__What this task involves__
Lay out the rows below as a numbered list, from the line containing "Where can the flower bud" through the end of the rows, leaving out any blank lines.

__Exercise inputs__
((
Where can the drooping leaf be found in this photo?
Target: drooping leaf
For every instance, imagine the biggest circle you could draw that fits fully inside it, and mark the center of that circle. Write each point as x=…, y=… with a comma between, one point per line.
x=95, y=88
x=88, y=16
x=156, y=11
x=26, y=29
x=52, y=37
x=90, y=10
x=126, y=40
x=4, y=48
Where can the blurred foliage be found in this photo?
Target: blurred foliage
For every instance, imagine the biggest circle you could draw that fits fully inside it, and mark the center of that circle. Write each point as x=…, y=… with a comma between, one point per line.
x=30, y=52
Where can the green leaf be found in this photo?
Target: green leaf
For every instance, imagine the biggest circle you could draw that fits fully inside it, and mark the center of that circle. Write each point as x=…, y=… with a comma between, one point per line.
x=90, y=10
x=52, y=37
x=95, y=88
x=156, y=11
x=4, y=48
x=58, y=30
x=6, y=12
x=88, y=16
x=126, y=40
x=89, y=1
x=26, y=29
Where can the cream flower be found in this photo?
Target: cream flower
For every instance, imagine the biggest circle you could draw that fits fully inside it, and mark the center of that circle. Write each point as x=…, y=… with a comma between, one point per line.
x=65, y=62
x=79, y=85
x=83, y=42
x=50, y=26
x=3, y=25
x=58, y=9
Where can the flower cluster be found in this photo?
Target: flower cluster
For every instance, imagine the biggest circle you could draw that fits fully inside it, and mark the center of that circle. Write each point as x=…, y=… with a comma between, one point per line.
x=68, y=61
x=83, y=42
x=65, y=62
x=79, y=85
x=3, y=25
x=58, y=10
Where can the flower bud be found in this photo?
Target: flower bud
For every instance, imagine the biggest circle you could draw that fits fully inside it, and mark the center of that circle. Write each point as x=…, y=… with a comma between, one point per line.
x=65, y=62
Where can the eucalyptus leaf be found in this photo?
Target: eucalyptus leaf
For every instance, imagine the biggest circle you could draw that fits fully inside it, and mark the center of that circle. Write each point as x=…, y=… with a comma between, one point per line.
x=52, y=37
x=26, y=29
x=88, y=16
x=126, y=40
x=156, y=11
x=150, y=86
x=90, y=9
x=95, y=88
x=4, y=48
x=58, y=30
))
__Worked answer__
1. Where can the flower bud be found in this photo?
2. Target: flower bud
3. For every instance, imagine the biggest circle you could draw that fits fully inside it, and mark the center of that circle. Write each point as x=…, y=… with a comma between, one point per line.
4. x=65, y=62
5. Where can the eucalyptus leaf be found in this photo?
6. Target: eucalyptus leaf
7. For every instance, imagine the biggest circle you could draw that fits fully inside it, and mark the center of that circle. Write each point as x=…, y=… with a comma between, one point per line.
8. x=52, y=37
9. x=26, y=29
10. x=88, y=16
11. x=126, y=40
12. x=156, y=11
13. x=150, y=86
14. x=90, y=9
15. x=95, y=88
16. x=4, y=48
17. x=58, y=30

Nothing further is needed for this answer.